» OBJECTIVE:
Report every line of the listing below that contains the word "grassy", copying each such line in full.

============================================================

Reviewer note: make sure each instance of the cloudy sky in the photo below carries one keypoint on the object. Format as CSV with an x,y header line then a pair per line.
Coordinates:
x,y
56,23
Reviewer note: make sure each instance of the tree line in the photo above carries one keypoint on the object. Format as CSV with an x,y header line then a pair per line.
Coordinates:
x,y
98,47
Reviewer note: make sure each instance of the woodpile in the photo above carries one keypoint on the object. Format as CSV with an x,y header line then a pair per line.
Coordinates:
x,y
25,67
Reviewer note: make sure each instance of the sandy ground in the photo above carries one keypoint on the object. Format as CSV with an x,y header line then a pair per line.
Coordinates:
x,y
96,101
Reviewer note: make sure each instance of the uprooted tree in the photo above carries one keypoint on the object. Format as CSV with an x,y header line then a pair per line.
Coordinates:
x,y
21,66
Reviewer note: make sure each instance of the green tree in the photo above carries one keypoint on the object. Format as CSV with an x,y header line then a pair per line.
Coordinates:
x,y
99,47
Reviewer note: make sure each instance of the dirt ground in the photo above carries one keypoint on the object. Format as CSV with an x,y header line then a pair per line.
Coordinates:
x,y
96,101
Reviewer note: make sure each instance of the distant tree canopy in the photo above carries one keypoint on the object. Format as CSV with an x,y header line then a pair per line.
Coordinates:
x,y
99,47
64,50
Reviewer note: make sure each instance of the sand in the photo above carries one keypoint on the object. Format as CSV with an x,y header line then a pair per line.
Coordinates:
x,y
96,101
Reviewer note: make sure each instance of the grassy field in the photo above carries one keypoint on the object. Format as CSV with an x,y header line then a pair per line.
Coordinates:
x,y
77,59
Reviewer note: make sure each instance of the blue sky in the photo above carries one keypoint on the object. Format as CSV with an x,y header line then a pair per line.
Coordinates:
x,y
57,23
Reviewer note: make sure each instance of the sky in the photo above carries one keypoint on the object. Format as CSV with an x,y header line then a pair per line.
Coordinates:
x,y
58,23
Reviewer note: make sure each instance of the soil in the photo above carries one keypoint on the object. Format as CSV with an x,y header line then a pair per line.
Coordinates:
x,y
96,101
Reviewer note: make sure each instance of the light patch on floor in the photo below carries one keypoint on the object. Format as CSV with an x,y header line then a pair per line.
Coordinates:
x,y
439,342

============================================================

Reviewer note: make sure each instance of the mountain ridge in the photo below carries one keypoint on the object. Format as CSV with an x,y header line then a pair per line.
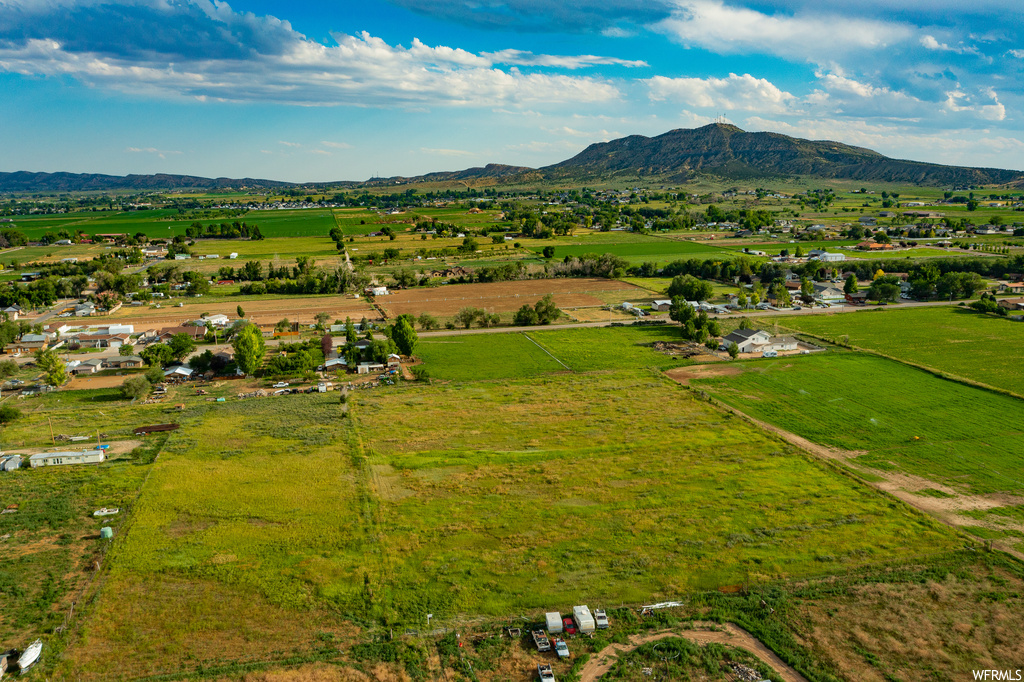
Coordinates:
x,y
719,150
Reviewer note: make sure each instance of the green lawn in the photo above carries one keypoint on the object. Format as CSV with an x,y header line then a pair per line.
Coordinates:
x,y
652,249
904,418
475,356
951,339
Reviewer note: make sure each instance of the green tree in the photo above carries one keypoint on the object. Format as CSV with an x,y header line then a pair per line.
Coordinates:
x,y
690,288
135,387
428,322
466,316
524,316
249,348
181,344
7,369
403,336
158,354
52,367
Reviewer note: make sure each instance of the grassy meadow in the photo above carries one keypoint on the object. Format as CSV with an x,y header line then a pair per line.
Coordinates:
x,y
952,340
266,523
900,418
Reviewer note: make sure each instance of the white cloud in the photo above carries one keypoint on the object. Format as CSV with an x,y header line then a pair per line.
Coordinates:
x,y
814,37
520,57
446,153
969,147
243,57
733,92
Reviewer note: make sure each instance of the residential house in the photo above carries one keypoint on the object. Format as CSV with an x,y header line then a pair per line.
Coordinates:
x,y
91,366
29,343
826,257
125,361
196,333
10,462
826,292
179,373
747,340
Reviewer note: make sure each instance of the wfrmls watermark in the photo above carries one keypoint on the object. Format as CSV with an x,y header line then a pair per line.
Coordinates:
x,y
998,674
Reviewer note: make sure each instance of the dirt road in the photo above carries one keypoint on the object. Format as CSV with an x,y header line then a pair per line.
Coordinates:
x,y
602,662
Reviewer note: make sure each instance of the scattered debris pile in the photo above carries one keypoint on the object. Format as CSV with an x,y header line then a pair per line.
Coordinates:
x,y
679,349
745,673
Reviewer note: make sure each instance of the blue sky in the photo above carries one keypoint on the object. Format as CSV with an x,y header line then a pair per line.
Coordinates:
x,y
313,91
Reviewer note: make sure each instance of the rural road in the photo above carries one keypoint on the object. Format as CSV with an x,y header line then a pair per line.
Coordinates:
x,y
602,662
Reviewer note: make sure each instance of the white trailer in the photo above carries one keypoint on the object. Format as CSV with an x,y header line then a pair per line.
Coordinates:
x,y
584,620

============================================================

» WRITTEN REPLY:
Reviewer note: make sure each instance of the grassy field in the photo above carries one keypoint on the object. Format as CSV with an x,y header line then a pair per line.
Reviewer note: make sure each instance of the grassy meadow in the photo above carries one keypoint on the object. Format as CSV with an x,y header line then a pair per line.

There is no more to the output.